**DATA PROVIDED:**

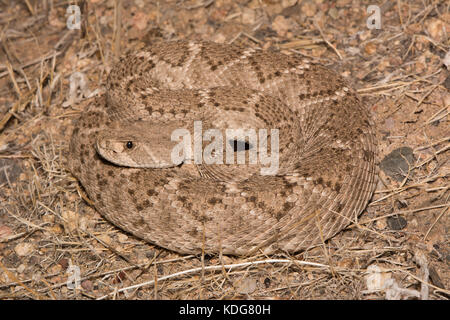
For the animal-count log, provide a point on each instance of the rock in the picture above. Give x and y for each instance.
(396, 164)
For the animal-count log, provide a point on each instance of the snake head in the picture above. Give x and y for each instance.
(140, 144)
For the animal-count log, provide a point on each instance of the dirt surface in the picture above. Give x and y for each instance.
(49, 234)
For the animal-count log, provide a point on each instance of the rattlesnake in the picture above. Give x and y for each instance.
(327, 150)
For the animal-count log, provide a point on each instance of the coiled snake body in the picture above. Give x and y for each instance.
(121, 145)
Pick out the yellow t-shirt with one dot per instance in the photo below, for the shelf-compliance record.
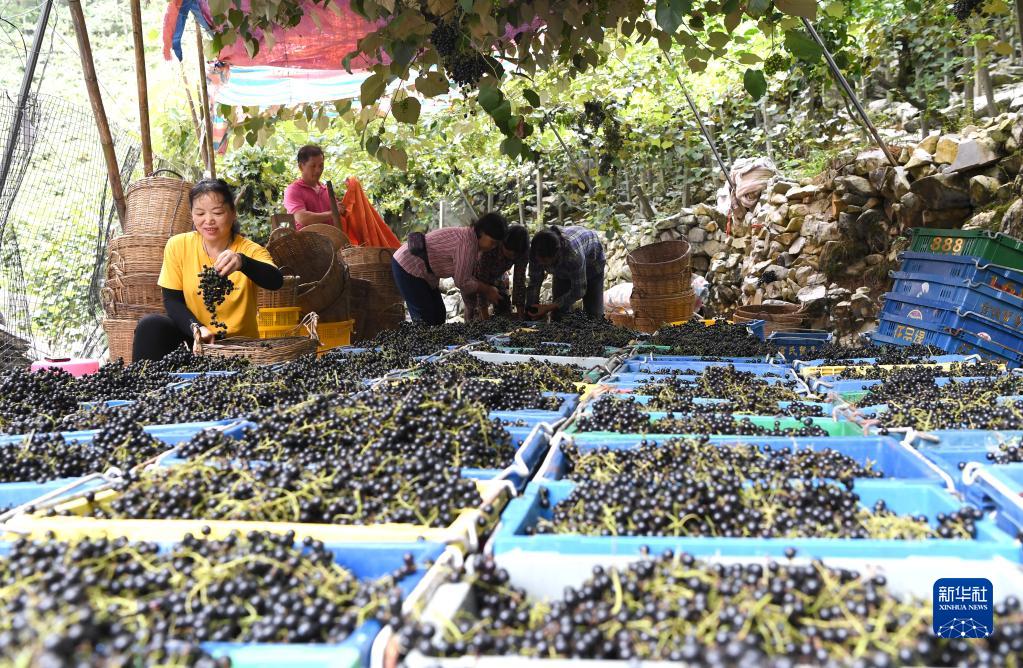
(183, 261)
...
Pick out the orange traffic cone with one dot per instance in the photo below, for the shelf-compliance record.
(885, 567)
==
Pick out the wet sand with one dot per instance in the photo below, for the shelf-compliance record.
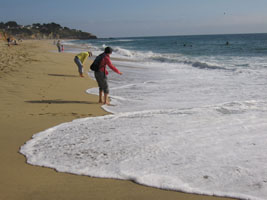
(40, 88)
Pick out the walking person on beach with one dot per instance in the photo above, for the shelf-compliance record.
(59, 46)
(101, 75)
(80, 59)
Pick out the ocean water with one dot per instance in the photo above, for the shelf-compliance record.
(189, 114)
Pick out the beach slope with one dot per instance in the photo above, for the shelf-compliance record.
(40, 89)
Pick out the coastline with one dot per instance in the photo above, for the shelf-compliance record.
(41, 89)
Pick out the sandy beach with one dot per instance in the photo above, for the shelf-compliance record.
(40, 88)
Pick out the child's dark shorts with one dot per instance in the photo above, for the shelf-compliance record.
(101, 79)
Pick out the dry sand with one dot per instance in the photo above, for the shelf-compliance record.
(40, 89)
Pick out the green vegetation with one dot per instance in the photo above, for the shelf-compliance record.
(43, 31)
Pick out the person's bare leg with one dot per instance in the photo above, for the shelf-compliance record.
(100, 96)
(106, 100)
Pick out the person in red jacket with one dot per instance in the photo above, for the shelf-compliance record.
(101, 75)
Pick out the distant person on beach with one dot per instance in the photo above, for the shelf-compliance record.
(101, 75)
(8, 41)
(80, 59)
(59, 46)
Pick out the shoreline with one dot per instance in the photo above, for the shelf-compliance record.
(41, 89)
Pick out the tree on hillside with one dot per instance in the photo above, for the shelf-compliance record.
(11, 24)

**EXERCISE TASK:**
Extract each line of the material above that contains the string "animal", and list them in their original order.

**SOLUTION FOR THIS EXERCISE:**
For the animal-count log, provide a point on each instance of the rock in the picture above. Give x and y for each instance.
For the animal-count log, provide a point on each instance of the snake head in the picture above. Give x and y for each instance.
For the animal-count log, provide a point on each instance of the dirt surface in the picture above. Give x and y for each instance.
For the animal-count log, provide a point on each instance of the rattlesnake in the picture above. Give x and y for each instance.
For the animal-count log, provide a point on each instance of the coiled snake body in the picture above. Give x and y for each instance.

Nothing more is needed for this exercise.